Your goal: Add 132 to each x and y coordinate, and rewrite every line from the one containing "of the fingers?" through the end of the entries, both included, with all other lines copied unchanged.

Provided records:
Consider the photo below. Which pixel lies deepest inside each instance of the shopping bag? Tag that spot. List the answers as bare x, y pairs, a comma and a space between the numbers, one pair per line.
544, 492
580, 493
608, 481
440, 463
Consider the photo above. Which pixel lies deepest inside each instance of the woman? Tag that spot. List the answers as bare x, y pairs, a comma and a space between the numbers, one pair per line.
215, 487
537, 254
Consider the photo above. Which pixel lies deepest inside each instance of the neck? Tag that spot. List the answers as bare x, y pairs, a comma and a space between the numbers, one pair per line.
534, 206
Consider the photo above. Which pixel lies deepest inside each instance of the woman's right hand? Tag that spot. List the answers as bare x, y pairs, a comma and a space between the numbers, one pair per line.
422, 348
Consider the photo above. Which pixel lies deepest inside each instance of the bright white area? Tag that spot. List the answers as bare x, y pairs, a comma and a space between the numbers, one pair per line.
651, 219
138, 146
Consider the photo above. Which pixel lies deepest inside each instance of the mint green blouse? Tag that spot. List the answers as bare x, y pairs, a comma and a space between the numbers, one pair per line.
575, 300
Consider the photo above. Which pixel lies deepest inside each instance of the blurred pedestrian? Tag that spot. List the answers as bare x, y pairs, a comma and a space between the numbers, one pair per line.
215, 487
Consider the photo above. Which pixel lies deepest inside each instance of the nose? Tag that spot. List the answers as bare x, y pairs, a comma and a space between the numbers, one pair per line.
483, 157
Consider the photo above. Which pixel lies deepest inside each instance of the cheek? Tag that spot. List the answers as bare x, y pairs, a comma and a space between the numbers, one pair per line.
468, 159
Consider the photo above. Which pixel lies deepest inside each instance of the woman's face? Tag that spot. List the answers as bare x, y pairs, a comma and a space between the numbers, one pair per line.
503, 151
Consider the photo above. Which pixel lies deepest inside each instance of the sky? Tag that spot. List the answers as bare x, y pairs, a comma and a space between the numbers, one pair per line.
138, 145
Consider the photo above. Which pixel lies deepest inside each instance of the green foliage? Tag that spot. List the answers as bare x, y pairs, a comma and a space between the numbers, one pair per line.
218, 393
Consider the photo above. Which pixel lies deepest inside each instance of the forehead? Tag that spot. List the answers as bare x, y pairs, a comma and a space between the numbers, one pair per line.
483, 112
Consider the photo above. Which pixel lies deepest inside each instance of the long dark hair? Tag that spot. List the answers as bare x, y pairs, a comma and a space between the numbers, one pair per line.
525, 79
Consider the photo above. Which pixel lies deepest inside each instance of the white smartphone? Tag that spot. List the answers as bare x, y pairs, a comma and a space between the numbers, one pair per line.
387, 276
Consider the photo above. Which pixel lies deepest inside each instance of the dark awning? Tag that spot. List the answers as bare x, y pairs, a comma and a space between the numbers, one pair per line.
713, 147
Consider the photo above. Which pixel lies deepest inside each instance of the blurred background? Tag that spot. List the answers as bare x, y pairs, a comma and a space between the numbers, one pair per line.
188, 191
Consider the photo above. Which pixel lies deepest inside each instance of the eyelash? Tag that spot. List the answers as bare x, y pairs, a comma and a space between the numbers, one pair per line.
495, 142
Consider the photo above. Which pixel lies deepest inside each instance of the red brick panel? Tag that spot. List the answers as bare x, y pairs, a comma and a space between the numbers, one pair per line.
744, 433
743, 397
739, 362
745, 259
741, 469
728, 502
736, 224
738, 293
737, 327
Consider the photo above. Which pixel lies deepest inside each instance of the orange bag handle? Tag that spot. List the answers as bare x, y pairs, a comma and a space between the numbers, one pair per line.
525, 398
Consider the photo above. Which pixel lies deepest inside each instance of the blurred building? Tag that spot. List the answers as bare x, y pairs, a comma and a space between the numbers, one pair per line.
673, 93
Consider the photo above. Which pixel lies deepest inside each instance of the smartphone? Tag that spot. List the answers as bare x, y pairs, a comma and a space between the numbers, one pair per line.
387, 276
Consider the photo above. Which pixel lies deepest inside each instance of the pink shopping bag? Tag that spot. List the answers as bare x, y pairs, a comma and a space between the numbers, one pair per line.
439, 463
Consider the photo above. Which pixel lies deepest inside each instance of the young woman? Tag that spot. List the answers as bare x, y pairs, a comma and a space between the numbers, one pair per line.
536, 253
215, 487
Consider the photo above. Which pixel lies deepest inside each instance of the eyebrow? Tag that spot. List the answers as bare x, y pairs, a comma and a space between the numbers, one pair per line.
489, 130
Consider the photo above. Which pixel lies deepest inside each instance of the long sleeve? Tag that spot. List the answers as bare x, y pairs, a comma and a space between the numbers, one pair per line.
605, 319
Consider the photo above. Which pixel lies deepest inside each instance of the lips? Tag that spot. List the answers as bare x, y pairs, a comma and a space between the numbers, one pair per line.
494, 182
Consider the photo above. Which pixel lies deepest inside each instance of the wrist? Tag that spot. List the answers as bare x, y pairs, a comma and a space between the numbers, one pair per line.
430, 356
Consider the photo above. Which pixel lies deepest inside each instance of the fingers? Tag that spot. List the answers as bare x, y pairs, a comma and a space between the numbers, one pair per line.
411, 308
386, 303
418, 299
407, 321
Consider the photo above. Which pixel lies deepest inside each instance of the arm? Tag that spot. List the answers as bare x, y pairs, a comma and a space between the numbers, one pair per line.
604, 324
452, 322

Exercise result:
Consider the photo above. Which pixel lies deepest inside each instance of the fingers? Tag that spot. List the answers as bare x, y pairs, a comma and a space between the numbers, one pair per line.
543, 440
518, 435
550, 431
539, 453
Consider the photo above. Which pixel lies deepest inside each instance of the arm? Tag that spot. List the answers as bare x, y pairs, a comma and a space between the numbers, one pair per line.
736, 456
584, 454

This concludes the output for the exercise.